▸ **BEREITGESTELLTE EINTRÄGE**
* * * * * * *
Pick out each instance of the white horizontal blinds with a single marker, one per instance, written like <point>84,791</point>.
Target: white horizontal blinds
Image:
* * * * * * *
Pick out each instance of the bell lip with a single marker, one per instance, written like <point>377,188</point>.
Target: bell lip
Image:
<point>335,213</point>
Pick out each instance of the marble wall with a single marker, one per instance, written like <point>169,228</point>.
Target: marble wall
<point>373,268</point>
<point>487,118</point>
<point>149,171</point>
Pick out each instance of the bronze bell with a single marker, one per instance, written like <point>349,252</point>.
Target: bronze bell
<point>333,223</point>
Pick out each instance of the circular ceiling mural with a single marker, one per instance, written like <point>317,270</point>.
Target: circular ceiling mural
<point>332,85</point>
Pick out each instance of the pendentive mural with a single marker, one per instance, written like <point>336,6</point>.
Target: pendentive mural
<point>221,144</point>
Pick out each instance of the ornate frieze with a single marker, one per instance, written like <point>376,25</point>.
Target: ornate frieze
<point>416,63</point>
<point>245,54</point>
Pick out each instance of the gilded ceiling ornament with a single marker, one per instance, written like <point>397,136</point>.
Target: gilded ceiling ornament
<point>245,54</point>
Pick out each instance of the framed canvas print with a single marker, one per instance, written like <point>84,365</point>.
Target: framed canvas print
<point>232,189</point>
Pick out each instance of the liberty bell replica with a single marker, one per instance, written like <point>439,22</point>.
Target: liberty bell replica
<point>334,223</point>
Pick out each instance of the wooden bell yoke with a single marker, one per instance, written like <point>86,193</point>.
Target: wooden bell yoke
* * * * * * *
▸ **ZIEL DER AUFGABE**
Sammle aus den obigen Einträgen jede Zeile, in der das Wort „horizontal“ vorkommt.

▸ **LÖSUNG DER AUFGABE**
Pick out each instance of the white horizontal blinds with a single marker, one per instance, written like <point>84,791</point>.
Target: white horizontal blinds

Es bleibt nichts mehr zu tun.